Coordinate annotation entries:
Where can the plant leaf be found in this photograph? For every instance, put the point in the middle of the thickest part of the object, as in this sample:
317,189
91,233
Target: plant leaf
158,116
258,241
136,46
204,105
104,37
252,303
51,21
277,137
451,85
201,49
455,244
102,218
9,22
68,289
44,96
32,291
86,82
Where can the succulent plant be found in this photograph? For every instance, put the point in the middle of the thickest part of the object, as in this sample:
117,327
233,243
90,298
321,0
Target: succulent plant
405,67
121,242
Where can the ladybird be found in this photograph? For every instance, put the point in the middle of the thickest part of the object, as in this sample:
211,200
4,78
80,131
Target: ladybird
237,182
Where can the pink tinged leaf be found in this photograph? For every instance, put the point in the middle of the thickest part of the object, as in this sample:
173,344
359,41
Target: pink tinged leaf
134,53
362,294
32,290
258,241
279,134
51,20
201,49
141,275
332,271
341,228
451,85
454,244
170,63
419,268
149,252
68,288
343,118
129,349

» **PROBLEM DETAILS**: Repeat the preceding lines exactly, please, every one of them.

» **RESPONSE TO THIS EXERCISE**:
Where can the plant leaf be found in this photograph? For every instance, put the point in the middle of the thickest part of the object, as in this sample:
317,189
91,233
Target: plant leaf
158,116
258,241
136,46
204,105
104,37
252,303
51,21
277,137
451,85
201,49
455,244
102,218
9,22
68,289
44,96
32,291
86,82
Where can the succulent plant be found in this photograph? For every instance, put the point in the middle of the thickest part of the object, as in this sample:
117,327
233,243
90,298
321,0
Target: succulent plant
405,67
121,242
Where can the ladybird be found in this photograph? For every instance, put the point in the middle of the thickest part of the object, as in this sample:
211,200
4,78
80,131
Target: ladybird
237,182
Where can the pink tinged leaf be found in this photograph? For every instance, put the point in the middle of the thickest part of the object, as in this sample:
173,344
359,41
Target: pink tinged leaf
134,53
362,294
32,290
258,241
279,134
51,20
201,49
141,275
332,271
341,228
451,85
454,244
170,63
419,268
149,252
68,288
343,118
129,349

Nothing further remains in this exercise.